> The problem
From the line that contains "Question. Identify every instance of the dark" to the final line of the entries below, write out every line exactly as it appears, and nothing else.

Point-per-instance localization data:
____

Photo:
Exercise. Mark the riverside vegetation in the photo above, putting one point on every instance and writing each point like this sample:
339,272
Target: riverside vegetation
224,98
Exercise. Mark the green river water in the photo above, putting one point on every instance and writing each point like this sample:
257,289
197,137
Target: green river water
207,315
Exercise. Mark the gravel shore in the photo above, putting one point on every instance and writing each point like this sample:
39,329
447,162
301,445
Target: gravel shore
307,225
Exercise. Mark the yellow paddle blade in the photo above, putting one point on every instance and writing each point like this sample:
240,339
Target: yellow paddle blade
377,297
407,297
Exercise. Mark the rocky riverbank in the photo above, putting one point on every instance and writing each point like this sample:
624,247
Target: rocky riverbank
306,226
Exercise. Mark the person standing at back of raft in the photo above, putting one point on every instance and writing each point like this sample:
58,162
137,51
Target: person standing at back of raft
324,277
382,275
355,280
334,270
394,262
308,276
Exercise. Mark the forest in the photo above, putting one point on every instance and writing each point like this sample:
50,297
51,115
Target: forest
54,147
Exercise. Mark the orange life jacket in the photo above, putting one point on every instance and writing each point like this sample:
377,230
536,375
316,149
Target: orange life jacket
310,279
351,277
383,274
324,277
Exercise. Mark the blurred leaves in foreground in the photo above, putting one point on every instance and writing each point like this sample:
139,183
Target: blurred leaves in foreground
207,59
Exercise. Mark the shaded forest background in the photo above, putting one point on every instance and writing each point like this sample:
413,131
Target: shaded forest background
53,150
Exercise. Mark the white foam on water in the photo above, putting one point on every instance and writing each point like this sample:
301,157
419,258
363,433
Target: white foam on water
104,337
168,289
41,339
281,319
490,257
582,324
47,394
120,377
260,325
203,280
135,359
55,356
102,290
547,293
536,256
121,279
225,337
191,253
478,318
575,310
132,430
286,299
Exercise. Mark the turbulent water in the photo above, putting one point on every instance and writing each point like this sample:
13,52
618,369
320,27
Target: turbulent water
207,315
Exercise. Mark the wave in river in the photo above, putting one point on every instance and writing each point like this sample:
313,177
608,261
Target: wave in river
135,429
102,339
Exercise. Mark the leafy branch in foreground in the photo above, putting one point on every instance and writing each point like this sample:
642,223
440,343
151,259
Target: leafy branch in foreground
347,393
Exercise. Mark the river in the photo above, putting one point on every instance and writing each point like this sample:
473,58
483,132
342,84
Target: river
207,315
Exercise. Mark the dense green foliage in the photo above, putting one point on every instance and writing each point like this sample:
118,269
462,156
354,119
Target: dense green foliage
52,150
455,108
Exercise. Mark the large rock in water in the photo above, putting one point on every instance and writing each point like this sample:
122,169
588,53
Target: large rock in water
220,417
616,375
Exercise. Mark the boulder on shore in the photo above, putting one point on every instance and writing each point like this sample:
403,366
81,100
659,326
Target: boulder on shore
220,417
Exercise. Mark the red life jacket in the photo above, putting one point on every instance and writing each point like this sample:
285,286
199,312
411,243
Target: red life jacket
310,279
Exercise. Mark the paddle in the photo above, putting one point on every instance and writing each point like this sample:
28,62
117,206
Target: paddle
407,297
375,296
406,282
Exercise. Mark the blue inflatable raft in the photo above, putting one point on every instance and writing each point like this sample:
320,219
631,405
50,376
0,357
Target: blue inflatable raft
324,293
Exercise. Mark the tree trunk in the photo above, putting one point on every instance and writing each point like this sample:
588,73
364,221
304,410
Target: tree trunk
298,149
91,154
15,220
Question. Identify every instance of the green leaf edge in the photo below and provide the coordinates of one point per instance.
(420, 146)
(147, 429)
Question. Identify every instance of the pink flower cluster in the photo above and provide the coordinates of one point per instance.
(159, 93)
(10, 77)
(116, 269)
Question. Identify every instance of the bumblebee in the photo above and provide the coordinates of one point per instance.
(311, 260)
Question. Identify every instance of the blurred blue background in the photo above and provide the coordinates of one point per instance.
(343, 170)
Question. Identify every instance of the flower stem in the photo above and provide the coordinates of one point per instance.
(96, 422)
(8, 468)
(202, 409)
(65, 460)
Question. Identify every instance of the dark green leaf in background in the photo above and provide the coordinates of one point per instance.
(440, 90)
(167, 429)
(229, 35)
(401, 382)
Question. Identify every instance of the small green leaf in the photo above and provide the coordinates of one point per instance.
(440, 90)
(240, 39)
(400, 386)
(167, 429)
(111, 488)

____

> Exercise result
Question. Identify every instance of the dark green leaf in background in the photo above and provide the coordinates of one point per instance.
(440, 90)
(167, 429)
(229, 35)
(401, 382)
Question. Identify every instance of the small green leaf in the photo above and provide the coordinates of one point per instance.
(440, 90)
(240, 39)
(400, 386)
(167, 429)
(111, 488)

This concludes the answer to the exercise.